• _TEXT PROVIDED_:
◆ ◆ ◆ ◆ ◆ ◆ ◆

7. Reservation of Stock

 

   The Company will at all times reserve and keep available out of its authorized but unissued stock, solely for the issuance and delivery upon the exercise of this Warrant and other similar Warrants, such number of its duly authorized shares of Common Stock as from time to time shall be issuable upon the exercise of this Warrant and other similar Warrants. All of the shares of Common Stock issuable upon exercise of this Warrant and other similar Warrants, when issued and delivered in accordance with the terms hereof and thereof, will be duly authorized, validly issued, fully paid and non-assessable, subject to no lien or other encumbrance other than restrictions on transfer arising under applicable securities laws and restrictions imposed by Section 3 hereof.

 

8. Exchange of Warrants

 

   Upon the surrender by the Holder of any Warrant or Warrants, properly endorsed, to the Company at the principal office of the Company, the Company will, subject to the provisions of Section 3 hereof, issue and deliver to or upon the order of such Holder, at the Company’s expense, a new Warrant or Warrants of like tenor, in the name of such Holder or as such Holder (upon payment by such Holder of any applicable transfer taxes) may direct, calling in the aggregate on the face or faces thereof for the number of shares of Common Stock called for on the face or faces of the Warrant or Warrants so surrendered.

◆ ◆ ◆ ◆ ◆ ◆ ◆

• _DATASET ROWS_:
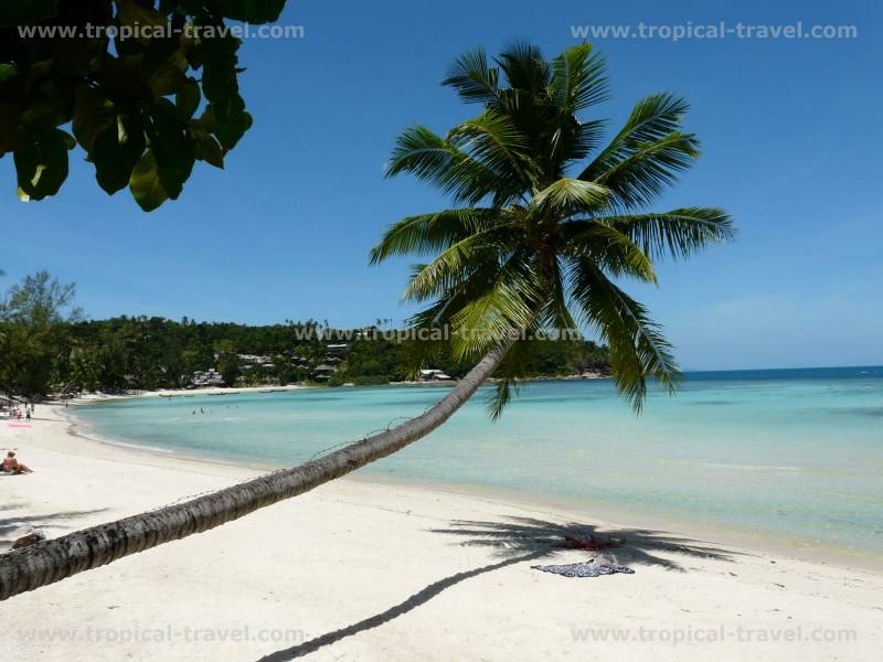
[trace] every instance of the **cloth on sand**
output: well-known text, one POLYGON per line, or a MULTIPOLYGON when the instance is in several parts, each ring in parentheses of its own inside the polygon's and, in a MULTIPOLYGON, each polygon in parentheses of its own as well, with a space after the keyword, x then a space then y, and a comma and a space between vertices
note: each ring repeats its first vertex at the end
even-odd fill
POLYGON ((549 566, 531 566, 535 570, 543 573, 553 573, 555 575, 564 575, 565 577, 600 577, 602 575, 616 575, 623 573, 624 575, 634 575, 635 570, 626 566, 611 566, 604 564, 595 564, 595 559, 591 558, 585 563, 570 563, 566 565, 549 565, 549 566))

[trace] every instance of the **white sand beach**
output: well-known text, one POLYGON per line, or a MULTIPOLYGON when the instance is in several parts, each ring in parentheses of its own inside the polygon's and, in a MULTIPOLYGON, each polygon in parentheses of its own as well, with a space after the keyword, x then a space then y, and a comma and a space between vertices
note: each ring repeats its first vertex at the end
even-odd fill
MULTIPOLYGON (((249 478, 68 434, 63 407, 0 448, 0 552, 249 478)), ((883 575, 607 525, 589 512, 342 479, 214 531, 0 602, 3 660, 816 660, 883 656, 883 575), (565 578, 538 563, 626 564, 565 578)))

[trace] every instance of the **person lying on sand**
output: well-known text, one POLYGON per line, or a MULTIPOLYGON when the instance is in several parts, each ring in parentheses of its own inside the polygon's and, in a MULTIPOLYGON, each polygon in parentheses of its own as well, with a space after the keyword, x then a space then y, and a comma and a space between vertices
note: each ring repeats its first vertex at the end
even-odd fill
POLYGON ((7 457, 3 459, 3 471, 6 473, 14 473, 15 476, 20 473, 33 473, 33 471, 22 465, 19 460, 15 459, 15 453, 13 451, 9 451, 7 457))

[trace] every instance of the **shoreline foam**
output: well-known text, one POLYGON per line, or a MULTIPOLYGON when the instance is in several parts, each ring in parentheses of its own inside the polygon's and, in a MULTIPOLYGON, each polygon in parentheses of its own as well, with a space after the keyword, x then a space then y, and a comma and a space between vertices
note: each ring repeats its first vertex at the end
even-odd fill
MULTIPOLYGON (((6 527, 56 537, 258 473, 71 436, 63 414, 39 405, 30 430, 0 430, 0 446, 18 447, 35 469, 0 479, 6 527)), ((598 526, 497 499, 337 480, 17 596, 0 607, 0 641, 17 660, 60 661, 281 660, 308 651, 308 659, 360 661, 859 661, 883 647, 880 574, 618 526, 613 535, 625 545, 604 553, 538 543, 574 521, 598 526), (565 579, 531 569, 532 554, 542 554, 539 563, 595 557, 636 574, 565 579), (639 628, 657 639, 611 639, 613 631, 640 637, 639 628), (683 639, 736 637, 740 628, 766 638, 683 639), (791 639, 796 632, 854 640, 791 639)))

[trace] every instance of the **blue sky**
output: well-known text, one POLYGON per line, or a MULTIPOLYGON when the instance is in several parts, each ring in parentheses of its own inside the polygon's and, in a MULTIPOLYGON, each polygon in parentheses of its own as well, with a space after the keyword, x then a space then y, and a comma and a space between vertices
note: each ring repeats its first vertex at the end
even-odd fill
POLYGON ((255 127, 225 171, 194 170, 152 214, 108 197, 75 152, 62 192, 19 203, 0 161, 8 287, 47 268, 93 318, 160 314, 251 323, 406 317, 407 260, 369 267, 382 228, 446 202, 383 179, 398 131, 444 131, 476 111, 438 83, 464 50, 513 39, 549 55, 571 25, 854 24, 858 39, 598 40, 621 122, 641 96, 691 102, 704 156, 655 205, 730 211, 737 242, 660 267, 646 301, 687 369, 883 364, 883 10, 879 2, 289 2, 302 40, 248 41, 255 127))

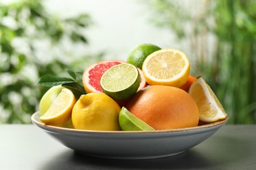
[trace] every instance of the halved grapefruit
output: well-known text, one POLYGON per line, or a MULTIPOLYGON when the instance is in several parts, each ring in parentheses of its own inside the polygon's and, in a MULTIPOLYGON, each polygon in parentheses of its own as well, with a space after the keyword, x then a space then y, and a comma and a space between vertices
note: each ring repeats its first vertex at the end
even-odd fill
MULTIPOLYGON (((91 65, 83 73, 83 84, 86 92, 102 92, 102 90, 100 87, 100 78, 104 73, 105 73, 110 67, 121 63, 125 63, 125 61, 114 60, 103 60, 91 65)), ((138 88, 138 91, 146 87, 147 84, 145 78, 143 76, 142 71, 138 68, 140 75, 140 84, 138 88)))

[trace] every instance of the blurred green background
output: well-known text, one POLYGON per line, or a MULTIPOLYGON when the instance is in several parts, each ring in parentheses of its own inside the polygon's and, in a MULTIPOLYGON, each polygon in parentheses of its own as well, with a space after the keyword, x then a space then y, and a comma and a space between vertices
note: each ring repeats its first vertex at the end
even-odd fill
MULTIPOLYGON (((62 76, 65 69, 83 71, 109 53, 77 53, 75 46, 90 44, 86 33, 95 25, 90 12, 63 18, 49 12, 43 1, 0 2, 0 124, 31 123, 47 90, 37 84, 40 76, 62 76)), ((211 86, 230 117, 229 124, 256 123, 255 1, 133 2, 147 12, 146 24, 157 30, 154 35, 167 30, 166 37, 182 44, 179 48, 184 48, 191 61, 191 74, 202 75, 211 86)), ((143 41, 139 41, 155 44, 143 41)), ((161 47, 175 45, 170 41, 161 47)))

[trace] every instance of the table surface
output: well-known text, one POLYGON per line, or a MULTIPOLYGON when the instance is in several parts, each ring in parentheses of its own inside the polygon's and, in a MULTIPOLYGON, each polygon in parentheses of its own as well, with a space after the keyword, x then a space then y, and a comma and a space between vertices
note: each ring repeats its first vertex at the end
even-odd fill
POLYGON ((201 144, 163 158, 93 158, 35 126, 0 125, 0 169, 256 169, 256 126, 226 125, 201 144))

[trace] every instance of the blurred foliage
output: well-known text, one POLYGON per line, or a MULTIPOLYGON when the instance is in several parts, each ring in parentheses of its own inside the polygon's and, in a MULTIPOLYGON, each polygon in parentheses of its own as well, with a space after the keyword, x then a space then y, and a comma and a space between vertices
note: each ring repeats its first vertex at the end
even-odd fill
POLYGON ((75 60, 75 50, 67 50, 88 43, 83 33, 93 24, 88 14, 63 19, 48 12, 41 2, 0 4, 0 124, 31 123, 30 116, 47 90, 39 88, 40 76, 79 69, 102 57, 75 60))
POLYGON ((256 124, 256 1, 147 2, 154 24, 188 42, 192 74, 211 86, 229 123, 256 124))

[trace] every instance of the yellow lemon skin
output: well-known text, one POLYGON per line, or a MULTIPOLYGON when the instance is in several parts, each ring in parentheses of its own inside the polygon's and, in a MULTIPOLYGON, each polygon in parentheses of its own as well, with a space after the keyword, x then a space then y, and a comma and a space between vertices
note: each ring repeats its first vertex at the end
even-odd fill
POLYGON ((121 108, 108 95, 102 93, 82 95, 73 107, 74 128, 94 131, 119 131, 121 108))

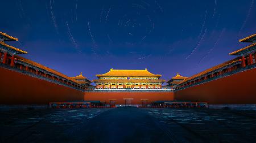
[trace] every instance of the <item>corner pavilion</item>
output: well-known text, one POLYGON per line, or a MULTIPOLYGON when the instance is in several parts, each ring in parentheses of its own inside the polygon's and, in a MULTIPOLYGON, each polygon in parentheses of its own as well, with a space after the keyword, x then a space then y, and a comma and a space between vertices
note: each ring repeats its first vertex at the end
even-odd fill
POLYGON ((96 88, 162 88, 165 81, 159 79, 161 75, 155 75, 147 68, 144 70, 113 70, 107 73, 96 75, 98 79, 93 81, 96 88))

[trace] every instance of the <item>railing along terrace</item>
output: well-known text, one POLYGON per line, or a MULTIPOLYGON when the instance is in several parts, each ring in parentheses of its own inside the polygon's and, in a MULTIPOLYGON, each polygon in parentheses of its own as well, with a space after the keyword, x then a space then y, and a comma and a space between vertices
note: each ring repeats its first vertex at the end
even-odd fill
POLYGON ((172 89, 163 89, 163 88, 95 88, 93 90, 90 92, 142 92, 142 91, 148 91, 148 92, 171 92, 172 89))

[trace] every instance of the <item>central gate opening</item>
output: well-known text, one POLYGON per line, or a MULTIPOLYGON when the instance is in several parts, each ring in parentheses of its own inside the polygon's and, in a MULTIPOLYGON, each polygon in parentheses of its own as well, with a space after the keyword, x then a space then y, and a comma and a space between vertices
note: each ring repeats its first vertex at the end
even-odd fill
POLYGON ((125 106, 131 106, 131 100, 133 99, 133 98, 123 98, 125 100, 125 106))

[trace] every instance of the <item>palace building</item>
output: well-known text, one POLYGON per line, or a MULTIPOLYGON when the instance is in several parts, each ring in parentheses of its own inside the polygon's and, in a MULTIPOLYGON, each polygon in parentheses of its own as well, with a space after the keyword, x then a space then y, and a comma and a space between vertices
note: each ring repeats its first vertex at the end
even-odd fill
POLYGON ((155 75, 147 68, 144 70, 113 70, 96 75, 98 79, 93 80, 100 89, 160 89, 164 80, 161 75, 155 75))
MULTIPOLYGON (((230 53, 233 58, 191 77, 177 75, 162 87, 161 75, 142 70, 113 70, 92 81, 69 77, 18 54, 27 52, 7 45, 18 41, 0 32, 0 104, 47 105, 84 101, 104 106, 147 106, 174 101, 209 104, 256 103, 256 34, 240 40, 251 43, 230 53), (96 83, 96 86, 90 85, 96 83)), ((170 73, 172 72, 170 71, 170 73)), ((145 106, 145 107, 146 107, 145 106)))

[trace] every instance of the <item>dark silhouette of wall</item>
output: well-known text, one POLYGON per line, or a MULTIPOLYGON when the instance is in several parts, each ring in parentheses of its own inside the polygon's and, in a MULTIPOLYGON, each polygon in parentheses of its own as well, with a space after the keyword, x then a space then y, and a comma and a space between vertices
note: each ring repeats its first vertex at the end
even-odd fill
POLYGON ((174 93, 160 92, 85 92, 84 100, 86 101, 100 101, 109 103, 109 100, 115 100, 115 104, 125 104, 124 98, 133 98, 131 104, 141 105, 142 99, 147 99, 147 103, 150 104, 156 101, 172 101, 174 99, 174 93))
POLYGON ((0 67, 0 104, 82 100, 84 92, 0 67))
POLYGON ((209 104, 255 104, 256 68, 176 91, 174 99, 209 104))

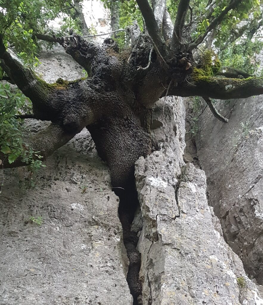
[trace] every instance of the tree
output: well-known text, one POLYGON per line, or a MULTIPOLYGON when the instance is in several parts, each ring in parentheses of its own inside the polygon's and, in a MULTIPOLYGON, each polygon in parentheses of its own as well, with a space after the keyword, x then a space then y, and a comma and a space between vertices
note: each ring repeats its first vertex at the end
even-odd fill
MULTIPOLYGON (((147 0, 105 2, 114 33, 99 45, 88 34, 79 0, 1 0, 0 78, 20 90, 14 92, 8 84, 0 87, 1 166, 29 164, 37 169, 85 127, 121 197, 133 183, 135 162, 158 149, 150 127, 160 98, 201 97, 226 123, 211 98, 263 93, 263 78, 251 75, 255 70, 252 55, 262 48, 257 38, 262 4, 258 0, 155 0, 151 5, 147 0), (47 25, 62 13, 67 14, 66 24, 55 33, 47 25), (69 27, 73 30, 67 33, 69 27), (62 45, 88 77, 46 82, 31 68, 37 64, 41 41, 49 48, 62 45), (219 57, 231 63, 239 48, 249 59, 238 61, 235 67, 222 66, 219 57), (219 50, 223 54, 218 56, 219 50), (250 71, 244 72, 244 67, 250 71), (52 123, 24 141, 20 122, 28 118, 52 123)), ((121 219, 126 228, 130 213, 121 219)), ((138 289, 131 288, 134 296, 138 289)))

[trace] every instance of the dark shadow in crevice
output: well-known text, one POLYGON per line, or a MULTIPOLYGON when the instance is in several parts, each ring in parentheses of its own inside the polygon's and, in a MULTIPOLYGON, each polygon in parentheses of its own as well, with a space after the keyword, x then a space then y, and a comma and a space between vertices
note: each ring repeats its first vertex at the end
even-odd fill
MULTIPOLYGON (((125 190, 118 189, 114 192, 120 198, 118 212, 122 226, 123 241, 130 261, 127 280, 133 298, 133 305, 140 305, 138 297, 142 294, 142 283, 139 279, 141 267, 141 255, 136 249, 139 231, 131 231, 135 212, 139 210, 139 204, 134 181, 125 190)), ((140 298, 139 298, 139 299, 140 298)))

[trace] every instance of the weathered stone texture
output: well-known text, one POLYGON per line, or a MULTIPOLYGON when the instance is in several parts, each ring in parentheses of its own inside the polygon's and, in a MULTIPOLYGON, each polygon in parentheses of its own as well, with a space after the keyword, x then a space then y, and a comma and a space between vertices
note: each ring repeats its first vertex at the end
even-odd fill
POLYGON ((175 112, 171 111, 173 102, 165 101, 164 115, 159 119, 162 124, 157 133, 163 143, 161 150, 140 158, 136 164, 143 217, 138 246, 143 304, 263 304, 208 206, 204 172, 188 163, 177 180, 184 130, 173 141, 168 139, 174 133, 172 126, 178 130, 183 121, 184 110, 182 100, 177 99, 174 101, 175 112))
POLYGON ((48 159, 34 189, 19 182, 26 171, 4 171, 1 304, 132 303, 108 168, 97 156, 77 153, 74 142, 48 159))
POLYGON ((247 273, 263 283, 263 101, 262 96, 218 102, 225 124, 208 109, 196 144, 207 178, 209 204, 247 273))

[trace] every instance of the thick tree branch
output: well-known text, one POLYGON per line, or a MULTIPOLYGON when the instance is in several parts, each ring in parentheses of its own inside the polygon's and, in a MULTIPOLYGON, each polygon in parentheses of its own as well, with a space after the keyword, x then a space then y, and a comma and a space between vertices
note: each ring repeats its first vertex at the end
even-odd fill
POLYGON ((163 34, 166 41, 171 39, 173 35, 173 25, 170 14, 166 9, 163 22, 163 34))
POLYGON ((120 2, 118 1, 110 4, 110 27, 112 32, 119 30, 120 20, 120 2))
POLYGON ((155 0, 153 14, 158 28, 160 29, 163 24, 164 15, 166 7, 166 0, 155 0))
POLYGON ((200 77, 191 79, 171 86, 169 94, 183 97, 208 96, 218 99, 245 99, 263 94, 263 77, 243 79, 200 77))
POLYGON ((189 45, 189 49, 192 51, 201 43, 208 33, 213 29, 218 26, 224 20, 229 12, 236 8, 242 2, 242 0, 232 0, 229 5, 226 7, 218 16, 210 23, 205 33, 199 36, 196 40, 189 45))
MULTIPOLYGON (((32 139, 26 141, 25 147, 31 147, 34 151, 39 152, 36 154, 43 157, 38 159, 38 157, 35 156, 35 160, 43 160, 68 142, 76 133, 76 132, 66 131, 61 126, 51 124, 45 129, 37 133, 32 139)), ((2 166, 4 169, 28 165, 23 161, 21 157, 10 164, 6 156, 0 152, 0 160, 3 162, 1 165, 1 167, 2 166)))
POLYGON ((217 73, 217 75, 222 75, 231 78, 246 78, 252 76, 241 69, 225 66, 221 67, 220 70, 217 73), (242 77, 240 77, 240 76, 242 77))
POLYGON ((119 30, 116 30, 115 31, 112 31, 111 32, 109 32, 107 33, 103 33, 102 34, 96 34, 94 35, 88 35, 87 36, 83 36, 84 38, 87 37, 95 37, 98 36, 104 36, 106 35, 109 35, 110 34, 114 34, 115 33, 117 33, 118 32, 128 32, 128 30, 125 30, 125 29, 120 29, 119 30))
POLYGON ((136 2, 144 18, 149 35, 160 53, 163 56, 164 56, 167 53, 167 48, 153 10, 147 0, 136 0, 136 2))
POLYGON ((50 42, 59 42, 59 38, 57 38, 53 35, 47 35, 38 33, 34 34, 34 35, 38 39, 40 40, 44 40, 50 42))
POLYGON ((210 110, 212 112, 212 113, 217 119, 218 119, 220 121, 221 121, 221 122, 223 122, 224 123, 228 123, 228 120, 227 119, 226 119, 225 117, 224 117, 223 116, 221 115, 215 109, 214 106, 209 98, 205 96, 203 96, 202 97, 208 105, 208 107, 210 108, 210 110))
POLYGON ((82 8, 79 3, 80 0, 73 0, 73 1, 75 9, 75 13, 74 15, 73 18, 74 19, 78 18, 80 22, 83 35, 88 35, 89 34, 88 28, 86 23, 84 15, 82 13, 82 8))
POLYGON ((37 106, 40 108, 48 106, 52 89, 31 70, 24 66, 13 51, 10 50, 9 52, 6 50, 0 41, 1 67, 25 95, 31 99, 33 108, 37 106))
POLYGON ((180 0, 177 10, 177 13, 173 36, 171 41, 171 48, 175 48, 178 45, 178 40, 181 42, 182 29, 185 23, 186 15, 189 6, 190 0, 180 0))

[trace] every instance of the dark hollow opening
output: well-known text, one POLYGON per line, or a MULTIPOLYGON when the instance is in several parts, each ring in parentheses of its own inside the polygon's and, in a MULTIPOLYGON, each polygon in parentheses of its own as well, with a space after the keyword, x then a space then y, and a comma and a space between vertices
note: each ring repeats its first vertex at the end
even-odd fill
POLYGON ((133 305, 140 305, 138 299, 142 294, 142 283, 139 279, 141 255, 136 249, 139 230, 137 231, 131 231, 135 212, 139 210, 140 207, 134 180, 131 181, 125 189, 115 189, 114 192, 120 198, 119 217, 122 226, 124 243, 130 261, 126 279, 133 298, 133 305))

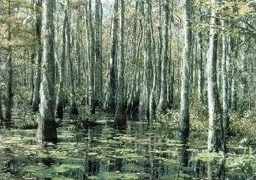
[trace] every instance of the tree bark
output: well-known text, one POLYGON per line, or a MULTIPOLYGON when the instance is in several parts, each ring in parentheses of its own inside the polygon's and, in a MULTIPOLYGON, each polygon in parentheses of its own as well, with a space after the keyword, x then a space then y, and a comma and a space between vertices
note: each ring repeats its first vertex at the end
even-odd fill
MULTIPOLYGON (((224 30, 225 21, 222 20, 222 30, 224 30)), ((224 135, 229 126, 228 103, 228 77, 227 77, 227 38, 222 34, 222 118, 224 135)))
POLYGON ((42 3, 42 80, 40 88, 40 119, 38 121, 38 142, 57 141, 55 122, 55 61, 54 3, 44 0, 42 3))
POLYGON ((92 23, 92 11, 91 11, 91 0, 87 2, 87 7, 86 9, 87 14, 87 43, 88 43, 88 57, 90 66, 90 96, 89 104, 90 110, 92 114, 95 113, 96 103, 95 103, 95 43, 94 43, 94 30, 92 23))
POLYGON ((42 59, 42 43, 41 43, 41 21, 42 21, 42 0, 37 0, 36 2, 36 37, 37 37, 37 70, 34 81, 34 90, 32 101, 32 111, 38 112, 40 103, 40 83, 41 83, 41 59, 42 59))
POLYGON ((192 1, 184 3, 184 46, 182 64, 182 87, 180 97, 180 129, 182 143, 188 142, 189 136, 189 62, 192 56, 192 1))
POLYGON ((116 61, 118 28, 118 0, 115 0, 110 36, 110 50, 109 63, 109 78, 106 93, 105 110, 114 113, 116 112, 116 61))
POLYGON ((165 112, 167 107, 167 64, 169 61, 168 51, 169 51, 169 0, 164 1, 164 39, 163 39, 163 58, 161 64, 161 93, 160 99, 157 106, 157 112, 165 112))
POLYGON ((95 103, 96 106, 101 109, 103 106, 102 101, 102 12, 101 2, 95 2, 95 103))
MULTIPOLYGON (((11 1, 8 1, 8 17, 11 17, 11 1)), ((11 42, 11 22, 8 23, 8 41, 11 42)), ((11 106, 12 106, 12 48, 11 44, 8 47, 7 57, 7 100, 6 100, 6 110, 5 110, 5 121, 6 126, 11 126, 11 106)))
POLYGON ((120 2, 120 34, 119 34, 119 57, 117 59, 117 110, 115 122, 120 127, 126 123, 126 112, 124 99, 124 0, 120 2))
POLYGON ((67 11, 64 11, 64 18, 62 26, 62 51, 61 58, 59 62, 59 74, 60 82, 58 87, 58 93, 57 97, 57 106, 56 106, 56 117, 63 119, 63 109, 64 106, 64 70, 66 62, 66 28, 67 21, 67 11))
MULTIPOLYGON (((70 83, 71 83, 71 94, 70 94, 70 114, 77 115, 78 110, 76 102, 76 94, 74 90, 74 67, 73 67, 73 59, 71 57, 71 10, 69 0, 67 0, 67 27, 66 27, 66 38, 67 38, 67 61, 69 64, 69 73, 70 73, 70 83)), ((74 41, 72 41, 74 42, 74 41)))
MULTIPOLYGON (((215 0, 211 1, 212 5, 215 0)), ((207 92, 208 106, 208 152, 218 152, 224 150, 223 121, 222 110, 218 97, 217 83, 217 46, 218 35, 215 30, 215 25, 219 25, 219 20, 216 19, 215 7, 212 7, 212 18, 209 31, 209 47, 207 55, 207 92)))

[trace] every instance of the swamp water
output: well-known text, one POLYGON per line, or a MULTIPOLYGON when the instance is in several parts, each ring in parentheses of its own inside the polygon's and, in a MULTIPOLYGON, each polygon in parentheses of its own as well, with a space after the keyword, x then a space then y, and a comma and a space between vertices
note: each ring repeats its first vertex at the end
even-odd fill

◆ ◆ ◆ ◆ ◆ ◆ ◆

• _GIVEN TASK A_: Rewrite everything from "Upon the surrender" down to "Warrants so surrendered." in the warrant provisions, replacing "principal office" with "registered office".
• _GIVEN TASK B_: Extend the warrant provisions on reserving and exchanging stock, picking up after their final sentence.
The records are not required for this work.

• _ANSWER A_:
Upon the surrender by the Holder of any Warrant or Warrants, properly endorsed, to the Company at the registered office of the Company, the Company will, subject to the provisions of Section 3 hereof, issue and deliver to or upon the order of such Holder, at the Company’s expense, a new Warrant or Warrants of like tenor, in the name of such Holder or as such Holder (upon payment by such Holder of any applicable transfer taxes) may direct, calling in the aggregate on the face or faces thereof for the number of shares of Common Stock called for on the face or faces of the Warrant or Warrants so surrendered.

• _ANSWER B_:
 

9. Replacement of Warrants

 

   Upon receipt of evidence reasonably satisfactory to the Company of the loss, theft, destruction or mutilation of this Warrant and (in the case of loss, theft or destruction) upon delivery of an indemnity agreement (with surety if reasonably required) in an amount reasonably satisfactory to the Company, or (in the case of mutilation) upon surrender and cancellation of this Warrant, the Company will issue, in lieu thereof, a new Warrant of like tenor.

 

10. Notices

 

   Any notice required or permitted by this Warrant shall be in writing and shall be deemed sufficient upon receipt, when delivered personally or by courier, or overnight delivery service, addressed (a) if to the Holder, to the address of the Holder most recently furnished in writing to the Company and (b) if to the Company, to the address set forth below or subsequently modified by written notice to the Holder.

 

11. No Rights as Stockholder

 

   Until the exercise of this Warrant, the Holder of this Warrant shall not have or exercise any rights by virtue hereof as a stockholder of the Company.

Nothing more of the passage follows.